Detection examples
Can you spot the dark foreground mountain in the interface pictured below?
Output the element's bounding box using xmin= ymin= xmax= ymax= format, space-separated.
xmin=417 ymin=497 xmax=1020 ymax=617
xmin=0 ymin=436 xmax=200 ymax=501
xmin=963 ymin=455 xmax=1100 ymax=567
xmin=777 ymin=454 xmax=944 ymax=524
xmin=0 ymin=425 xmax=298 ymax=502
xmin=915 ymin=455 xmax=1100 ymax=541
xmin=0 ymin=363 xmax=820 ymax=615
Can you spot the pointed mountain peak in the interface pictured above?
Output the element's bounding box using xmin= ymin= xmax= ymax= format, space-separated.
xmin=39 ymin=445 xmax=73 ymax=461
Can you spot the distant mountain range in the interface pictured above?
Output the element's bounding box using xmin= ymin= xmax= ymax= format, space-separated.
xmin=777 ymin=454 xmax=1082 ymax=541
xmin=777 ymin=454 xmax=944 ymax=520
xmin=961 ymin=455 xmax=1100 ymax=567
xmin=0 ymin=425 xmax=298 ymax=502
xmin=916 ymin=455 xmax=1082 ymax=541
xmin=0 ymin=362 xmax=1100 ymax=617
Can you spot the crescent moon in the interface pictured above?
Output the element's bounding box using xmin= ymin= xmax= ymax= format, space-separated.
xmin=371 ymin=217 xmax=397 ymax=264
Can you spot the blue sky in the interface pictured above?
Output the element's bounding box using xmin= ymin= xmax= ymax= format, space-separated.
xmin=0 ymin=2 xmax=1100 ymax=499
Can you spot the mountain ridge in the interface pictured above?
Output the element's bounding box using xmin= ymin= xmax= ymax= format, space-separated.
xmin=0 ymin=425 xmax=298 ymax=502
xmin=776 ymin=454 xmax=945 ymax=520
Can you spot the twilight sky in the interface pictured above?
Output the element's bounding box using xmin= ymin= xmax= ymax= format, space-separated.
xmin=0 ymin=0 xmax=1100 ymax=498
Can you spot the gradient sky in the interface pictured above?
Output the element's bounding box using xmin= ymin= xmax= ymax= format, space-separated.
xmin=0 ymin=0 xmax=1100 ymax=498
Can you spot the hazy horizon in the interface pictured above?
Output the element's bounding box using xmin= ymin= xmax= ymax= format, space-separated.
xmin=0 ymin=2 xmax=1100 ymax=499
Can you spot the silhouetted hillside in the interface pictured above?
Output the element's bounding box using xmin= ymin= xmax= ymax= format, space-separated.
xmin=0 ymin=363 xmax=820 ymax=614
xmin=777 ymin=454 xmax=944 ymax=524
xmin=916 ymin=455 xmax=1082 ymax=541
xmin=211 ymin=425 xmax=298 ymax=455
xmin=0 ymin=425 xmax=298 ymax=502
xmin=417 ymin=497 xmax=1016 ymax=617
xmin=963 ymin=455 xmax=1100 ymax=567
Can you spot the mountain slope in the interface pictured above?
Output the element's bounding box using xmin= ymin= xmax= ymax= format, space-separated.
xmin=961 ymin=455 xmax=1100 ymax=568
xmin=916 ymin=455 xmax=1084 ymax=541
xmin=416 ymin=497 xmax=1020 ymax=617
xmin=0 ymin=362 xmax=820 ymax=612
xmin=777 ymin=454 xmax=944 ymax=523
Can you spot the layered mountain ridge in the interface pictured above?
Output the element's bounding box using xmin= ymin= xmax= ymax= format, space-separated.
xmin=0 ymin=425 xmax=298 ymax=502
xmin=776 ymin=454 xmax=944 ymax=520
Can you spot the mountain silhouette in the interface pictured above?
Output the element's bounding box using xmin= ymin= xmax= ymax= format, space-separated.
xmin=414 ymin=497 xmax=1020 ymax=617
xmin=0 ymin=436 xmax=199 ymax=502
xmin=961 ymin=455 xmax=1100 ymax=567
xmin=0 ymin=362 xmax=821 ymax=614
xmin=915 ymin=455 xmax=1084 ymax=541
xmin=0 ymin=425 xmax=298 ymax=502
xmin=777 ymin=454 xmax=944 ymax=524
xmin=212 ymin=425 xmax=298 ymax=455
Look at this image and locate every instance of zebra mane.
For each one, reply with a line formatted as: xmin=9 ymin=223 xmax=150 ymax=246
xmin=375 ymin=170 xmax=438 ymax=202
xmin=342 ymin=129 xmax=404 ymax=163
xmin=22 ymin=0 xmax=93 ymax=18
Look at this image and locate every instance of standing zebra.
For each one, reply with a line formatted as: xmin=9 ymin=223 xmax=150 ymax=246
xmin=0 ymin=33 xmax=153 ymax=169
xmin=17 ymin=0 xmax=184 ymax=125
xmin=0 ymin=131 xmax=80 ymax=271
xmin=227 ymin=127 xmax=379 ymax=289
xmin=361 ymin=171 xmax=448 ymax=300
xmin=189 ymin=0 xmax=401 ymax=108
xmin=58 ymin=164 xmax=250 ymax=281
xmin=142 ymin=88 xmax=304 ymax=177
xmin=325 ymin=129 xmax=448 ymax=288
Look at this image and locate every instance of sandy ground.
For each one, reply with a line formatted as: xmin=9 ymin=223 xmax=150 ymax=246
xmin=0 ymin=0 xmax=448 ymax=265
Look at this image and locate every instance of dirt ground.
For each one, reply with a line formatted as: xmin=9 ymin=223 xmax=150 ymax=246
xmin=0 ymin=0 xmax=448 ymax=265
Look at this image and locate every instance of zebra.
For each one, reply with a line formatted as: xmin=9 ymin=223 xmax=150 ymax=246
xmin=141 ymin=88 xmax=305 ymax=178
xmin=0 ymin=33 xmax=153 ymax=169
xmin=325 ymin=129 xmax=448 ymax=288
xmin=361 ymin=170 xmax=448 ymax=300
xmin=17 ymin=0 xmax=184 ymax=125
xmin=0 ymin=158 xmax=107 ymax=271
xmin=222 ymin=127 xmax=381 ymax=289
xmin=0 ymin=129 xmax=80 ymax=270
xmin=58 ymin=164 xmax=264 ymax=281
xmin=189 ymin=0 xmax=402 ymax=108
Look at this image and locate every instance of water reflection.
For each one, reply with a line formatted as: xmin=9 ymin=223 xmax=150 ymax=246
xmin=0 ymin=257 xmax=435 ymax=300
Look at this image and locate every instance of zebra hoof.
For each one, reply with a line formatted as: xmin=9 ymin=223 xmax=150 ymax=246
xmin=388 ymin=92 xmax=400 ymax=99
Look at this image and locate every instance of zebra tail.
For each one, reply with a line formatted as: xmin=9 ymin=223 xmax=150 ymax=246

## Exercise objective
Return every line of the listing above verbatim.

## Solved problem
Can you spot the dark foreground mountain in the interface pictured below?
Output the element's bounding box using xmin= ymin= xmax= ymax= format, space-separated.
xmin=417 ymin=497 xmax=1020 ymax=617
xmin=0 ymin=436 xmax=200 ymax=501
xmin=963 ymin=455 xmax=1100 ymax=567
xmin=777 ymin=454 xmax=944 ymax=524
xmin=0 ymin=425 xmax=298 ymax=502
xmin=915 ymin=455 xmax=1100 ymax=541
xmin=0 ymin=363 xmax=820 ymax=615
Can you spot the pointed mountain peak in the interface pictured above?
Output the element's bounding box using xmin= ymin= xmax= ymax= format, space-separated.
xmin=39 ymin=445 xmax=73 ymax=461
Can you spot the distant mountain range in the interface pictured above?
Output the element's bounding box using xmin= ymin= xmax= ymax= format, space-separated.
xmin=777 ymin=454 xmax=1082 ymax=541
xmin=777 ymin=454 xmax=944 ymax=520
xmin=961 ymin=455 xmax=1100 ymax=567
xmin=0 ymin=425 xmax=298 ymax=502
xmin=916 ymin=455 xmax=1082 ymax=541
xmin=0 ymin=362 xmax=1100 ymax=617
Can you spot the crescent moon in the interface pictured above?
Output the element's bounding box using xmin= ymin= xmax= ymax= format, space-separated.
xmin=371 ymin=217 xmax=397 ymax=264
Can you spot the blue sky in the interface pictured above?
Output the element's bounding box using xmin= ymin= xmax= ymax= format, space-separated.
xmin=0 ymin=2 xmax=1100 ymax=499
Can you spot the mountain ridge in the interface pictured above?
Output the element's bounding box using xmin= ymin= xmax= ymax= format, space-separated.
xmin=0 ymin=425 xmax=298 ymax=502
xmin=776 ymin=454 xmax=945 ymax=520
Can you spot the twilight sky in the interface pictured above?
Output the element's bounding box using xmin= ymin= xmax= ymax= format, space-separated.
xmin=0 ymin=0 xmax=1100 ymax=498
Can you spot the gradient sky in the interface pictured above?
Output the element's bounding box using xmin= ymin= xmax= ymax= format, space-separated.
xmin=0 ymin=0 xmax=1100 ymax=498
Can you spot the hazy horizon in the interface pictured above?
Output the element's bounding box using xmin= ymin= xmax= ymax= format, space-separated.
xmin=0 ymin=2 xmax=1100 ymax=499
Can you spot the silhouetted hillside in the interface pictured above?
Output the element's bounding box using xmin= ymin= xmax= ymax= format, space-separated.
xmin=0 ymin=363 xmax=820 ymax=614
xmin=777 ymin=454 xmax=944 ymax=524
xmin=916 ymin=455 xmax=1082 ymax=541
xmin=211 ymin=425 xmax=298 ymax=455
xmin=0 ymin=425 xmax=298 ymax=502
xmin=417 ymin=497 xmax=1016 ymax=617
xmin=963 ymin=455 xmax=1100 ymax=567
Can you spot the mountain slope in the interface pictured above?
Output the element's bounding box using xmin= ymin= xmax= ymax= format, space-separated.
xmin=961 ymin=455 xmax=1100 ymax=568
xmin=916 ymin=455 xmax=1084 ymax=541
xmin=416 ymin=497 xmax=1020 ymax=617
xmin=0 ymin=362 xmax=820 ymax=612
xmin=777 ymin=454 xmax=944 ymax=523
Can you spot the layered mountain ridge in the interface pictured above?
Output the element's bounding box using xmin= ymin= xmax= ymax= format, space-separated.
xmin=0 ymin=425 xmax=298 ymax=502
xmin=776 ymin=454 xmax=944 ymax=520
Can you spot the mountain silhouette in the interface pictured above?
Output the element's bounding box using xmin= ymin= xmax= ymax= format, space-separated.
xmin=414 ymin=497 xmax=1020 ymax=617
xmin=0 ymin=436 xmax=199 ymax=502
xmin=961 ymin=455 xmax=1100 ymax=567
xmin=0 ymin=362 xmax=821 ymax=614
xmin=915 ymin=455 xmax=1084 ymax=541
xmin=0 ymin=425 xmax=298 ymax=502
xmin=777 ymin=454 xmax=944 ymax=524
xmin=212 ymin=425 xmax=298 ymax=455
Look at this image and locate every instance of zebra mane.
For each one, reply with a line formatted as: xmin=9 ymin=223 xmax=150 ymax=246
xmin=375 ymin=170 xmax=438 ymax=202
xmin=342 ymin=129 xmax=404 ymax=163
xmin=22 ymin=0 xmax=93 ymax=18
Look at this image and locate every instance of standing zebra.
For each one, reply with a line formatted as: xmin=9 ymin=223 xmax=150 ymax=246
xmin=0 ymin=33 xmax=153 ymax=169
xmin=17 ymin=0 xmax=184 ymax=125
xmin=0 ymin=131 xmax=80 ymax=271
xmin=227 ymin=127 xmax=379 ymax=289
xmin=361 ymin=171 xmax=448 ymax=300
xmin=189 ymin=0 xmax=401 ymax=108
xmin=58 ymin=164 xmax=250 ymax=281
xmin=142 ymin=88 xmax=304 ymax=177
xmin=325 ymin=129 xmax=448 ymax=288
Look at this image and locate every instance of sandy ground.
For each one, reply with a line formatted as: xmin=9 ymin=223 xmax=150 ymax=246
xmin=0 ymin=0 xmax=448 ymax=265
Look at this image and locate every instance of dirt ground.
For each one, reply with a line formatted as: xmin=9 ymin=223 xmax=150 ymax=246
xmin=0 ymin=0 xmax=448 ymax=265
Look at this image and locate every instance of zebra.
For each one, reply with a line formatted as: xmin=9 ymin=223 xmax=150 ymax=246
xmin=141 ymin=88 xmax=305 ymax=178
xmin=0 ymin=33 xmax=153 ymax=169
xmin=325 ymin=129 xmax=448 ymax=288
xmin=361 ymin=170 xmax=448 ymax=300
xmin=17 ymin=0 xmax=184 ymax=125
xmin=0 ymin=158 xmax=107 ymax=271
xmin=222 ymin=127 xmax=381 ymax=289
xmin=0 ymin=129 xmax=80 ymax=270
xmin=58 ymin=164 xmax=264 ymax=281
xmin=189 ymin=0 xmax=402 ymax=108
Look at this image and locate every instance of water reflection.
For each one, reply with a line formatted as: xmin=9 ymin=223 xmax=150 ymax=246
xmin=0 ymin=257 xmax=435 ymax=300
Look at this image and locate every instance of zebra hoof.
For each one, reply with a line formatted as: xmin=9 ymin=223 xmax=150 ymax=246
xmin=388 ymin=92 xmax=400 ymax=99
Look at this image and locate every instance of zebra tail.
For each one, reply with a line formatted as: xmin=9 ymin=223 xmax=150 ymax=246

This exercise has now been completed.